**Okuma metni**
——
Mlliyet Milliyet Blog Milliyet Blog
 
Facebook Connect
Blog Kategorileri
 

14 Temmuz '11

 
Kategori
Deneme
 

Unutmak mı zor, yoksa alışkanlık mı?

Unutmak mı zor, yoksa alışkanlık mı?
 

Unutmak mı, alışkanlığından vazgeçmek mi zor.


Unutmak istediğimiz bir sürü şey çıkıyor karşımıza yaşam sürecimizde. Bazen artık gerçekten istemediklerimizi hayatımızdan çabucak çıkarmayı seçiyoruz. Bazen de öyle gerekiyor, hiç bir şeyin artık eskisi olmayacağını seziyor ve acı da olsa unutmaya çalışıyoruz, daha doğrusu çabalıyoruz. Ancak beyin gerekince format atılan bir nesne olmadığı için unutmuyor kolay kolay. Keşke bir düğmesi olsa da istendiği zaman kapanabilse. Sonra yeniden düğmesine basılarak yeni ufuklara yelken açılabilse. 

Unutmanın zorluğu alışmakla ilgili. Alıştığın ve sevdiğin bir durumu artık yapmamak ya da yaşamamak acı veriyor. İçinde oturmaya alıştığın bir evi bırakmak, başka bir şehre taşınmak, sokaklarını sevdiğin alıştığın semtinden ayrılmak, sevdiğin arkadaşından ayrı kalmak, alıştığın işinden kopmak, yapmayı sevdiğin alışkanlıklarından vazgeçmek vb. Bir nevi kendine yabancılaşmak. 

Unutmaya çalıştığımız bir kişiyse daha da zor. Beraber yaşanılan onca güzel şeyden sonra bir daha o anları yaşamayacağını bilmek, üstelik de ona alıştıysan daha da zor. 

Unutmak nedir? O çok değer verdiğin varlığı sadece hayatından çıkarıp atmak, bir daha da arkana bakmamak mıdır? Bu kadar kolay değil. Ya alıştıysan varlığına, nasıl çıkaracaksın bir kalemde hayatından? Hiç olmamış gibi, hiç yaşamamış gibi. Sayfadaki yazının mürekkebinin uçup gitmesi gibi, arkasında bir iz bile bırakmadan silinip gitmesi hayatından. Bir göz kırpması gibi yaşanan ve biten mutlu anlar, yerine hiçbir şey bırakmadan "yaşandı ve bitti" mi denecek? 

Alışkanlık mı yoksa bunu bu kadar zor yapan. Bu kadar zaman yanında olan, varlığını en derininde hissettiğin kişinin bir anda yok olması mı dünyanı karartan. Birinin yaşamında varken yok olması nasıl bir şey? Ya verdiği sözü unutanlara, sözüne sadık kalmayanlara ne denir? Anılar ya, onlar da çöpçülerin süpürdükleri düşen yapraklar gibi hep birlikte toplanıp çöpe mi atılacaklar?
——
**Bir koleksiyondan alınan veriler**
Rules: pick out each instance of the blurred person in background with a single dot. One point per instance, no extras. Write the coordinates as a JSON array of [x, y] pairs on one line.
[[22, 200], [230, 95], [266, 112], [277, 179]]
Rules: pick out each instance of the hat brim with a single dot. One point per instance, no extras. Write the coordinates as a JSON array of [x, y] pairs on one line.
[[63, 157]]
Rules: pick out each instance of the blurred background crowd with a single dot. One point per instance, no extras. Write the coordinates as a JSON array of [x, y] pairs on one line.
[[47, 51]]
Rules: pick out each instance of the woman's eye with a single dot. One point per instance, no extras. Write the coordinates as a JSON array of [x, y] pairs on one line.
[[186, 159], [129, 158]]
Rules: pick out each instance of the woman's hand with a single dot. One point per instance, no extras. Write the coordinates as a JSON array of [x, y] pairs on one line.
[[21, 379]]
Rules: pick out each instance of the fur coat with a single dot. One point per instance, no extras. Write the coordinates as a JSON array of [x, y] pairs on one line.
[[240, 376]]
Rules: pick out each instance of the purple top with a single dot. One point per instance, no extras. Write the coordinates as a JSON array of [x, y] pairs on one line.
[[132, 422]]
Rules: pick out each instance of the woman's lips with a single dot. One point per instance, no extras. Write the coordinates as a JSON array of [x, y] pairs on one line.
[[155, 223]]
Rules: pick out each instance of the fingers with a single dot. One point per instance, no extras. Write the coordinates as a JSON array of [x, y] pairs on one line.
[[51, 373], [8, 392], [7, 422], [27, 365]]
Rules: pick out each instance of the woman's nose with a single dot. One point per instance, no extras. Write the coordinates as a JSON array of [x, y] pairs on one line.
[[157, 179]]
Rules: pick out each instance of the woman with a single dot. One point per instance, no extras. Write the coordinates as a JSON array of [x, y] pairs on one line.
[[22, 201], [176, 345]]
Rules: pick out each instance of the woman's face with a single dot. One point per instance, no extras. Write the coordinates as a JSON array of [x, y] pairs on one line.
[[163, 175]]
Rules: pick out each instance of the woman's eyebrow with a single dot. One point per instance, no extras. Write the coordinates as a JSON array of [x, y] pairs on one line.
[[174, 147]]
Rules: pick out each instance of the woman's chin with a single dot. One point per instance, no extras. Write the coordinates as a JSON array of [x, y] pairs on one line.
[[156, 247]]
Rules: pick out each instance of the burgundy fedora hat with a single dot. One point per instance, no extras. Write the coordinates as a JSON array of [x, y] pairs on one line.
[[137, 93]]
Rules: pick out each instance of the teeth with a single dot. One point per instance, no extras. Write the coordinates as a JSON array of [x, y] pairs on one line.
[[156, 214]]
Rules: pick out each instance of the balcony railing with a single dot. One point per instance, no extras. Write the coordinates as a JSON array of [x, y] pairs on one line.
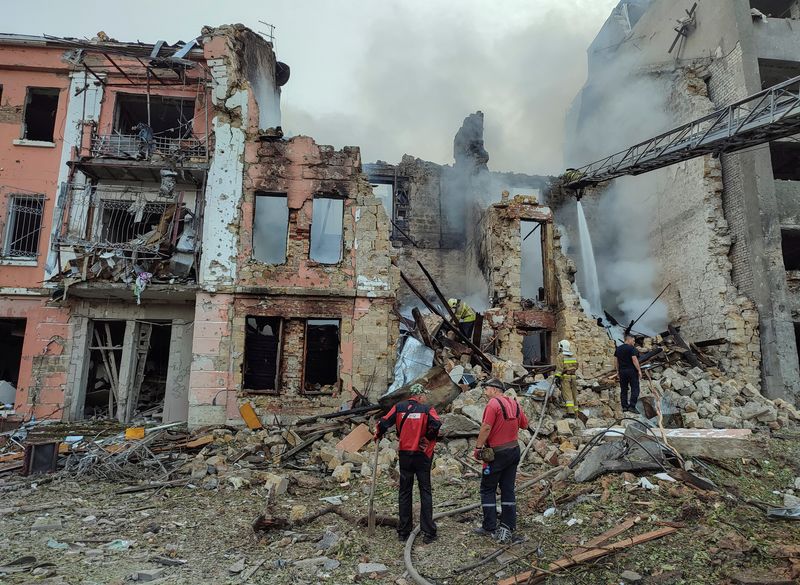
——
**Yapmanız gereken**
Unutmak ve alışkanlık üzerine yazıdaki, "Unutmak nedir? O" sözleriyle açılıp "çöpe mi atılacaklar?" sözleriyle kapanan bölümü hiç değiştirmeden aktarın. Buradaki öğelerin bu işle hiçbir ilgisi yoktur.

**Görev sonucu**
Unutmak nedir? O çok değer verdiğin varlığı sadece hayatından çıkarıp atmak, bir daha da arkana bakmamak mıdır? Bu kadar kolay değil. Ya alıştıysan varlığına, nasıl çıkaracaksın bir kalemde hayatından? Hiç olmamış gibi, hiç yaşamamış gibi. Sayfadaki yazının mürekkebinin uçup gitmesi gibi, arkasında bir iz bile bırakmadan silinip gitmesi hayatından. Bir göz kırpması gibi yaşanan ve biten mutlu anlar, yerine hiçbir şey bırakmadan "yaşandı ve bitti" mi denecek? 

Alışkanlık mı yoksa bunu bu kadar zor yapan. Bu kadar zaman yanında olan, varlığını en derininde hissettiğin kişinin bir anda yok olması mı dünyanı karartan. Birinin yaşamında varken yok olması nasıl bir şey? Ya verdiği sözü unutanlara, sözüne sadık kalmayanlara ne denir? Anılar ya, onlar da çöpçülerin süpürdükleri düşen yapraklar gibi hep birlikte toplanıp çöpe mi atılacaklar?